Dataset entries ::
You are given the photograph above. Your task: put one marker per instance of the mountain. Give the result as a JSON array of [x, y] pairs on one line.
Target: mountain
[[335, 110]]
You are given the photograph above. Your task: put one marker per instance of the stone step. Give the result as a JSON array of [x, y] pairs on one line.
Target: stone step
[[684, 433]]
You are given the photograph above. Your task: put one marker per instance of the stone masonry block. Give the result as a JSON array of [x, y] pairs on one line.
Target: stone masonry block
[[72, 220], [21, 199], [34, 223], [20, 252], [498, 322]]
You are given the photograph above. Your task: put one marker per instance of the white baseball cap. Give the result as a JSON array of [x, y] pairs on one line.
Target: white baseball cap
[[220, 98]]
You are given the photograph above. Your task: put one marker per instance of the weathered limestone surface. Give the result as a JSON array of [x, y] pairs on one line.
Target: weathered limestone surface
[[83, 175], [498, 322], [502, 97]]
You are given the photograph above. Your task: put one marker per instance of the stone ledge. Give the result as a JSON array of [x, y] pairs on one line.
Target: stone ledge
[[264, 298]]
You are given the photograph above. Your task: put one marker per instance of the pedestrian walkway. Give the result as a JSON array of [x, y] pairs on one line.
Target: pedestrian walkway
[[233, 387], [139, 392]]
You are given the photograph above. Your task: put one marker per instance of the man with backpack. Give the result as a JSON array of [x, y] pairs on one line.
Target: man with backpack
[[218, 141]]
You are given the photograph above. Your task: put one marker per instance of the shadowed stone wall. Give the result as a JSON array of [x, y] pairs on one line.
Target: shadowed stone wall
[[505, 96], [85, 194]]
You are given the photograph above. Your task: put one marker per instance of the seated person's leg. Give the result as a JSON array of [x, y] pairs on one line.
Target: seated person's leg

EXERCISE INSTRUCTIONS :: The data given before this task must be transcribed exactly and in full.

TASK RESULT ::
You are given the photograph above. Your task: put one marker per instance of the mountain. Give the result as a JSON array of [x, y] pairs on one line.
Target: mountain
[[335, 110]]
You are given the photograph above. Your task: put one marker per instance of the stone step. Give the result as a JSON array of [x, y] pairs on one line.
Target: stone step
[[684, 433]]
You are given the photograph above. Your task: put one marker per instance of the stone masonry block. Give the result as a JSON array of [x, y] pairs on one line.
Target: stone masonry block
[[72, 220], [21, 199], [34, 223], [20, 252], [498, 322]]
You are given the photograph above. Your task: put one marker per instance of the white baseball cap. Give the result as a JSON array of [x, y] pairs on one line.
Target: white baseball cap
[[220, 98]]
You are given the photograph above. Your task: put one marker per instance of the weathered limestone surface. Give the result as a JSON array of [x, y] pairs on one line.
Target: weathered limestone surface
[[83, 175], [498, 322], [502, 97]]
You are given the photograph above. Your task: put one marker per instance of the stone ledge. Give the result as a JSON array of [x, y] pairs on one line.
Target: stone ledge
[[264, 298]]
You are given the photograph above. Your task: put one marker per instance of the pedestrian walkway. Give the result as a JSON array of [x, y] pairs on one line.
Target: pedestrian walkway
[[233, 387], [139, 392]]
You are given the photograph above. Your task: put one marker per instance of the man with backpack. Give the result as a JSON array of [x, y] pairs on one line.
Target: man with backpack
[[218, 141]]
You are given the photograph above. Your task: put one marker per instance of the shadowed stone wall. Give the result as a JSON array of [x, y] pairs on one line.
Target: shadowed stone wall
[[505, 96], [85, 194]]
You are given the photograph above. Your task: put one marker per instance of the seated person's leg. Give the result as a JSON array of [x, y] pairs on one line.
Target: seated person's leg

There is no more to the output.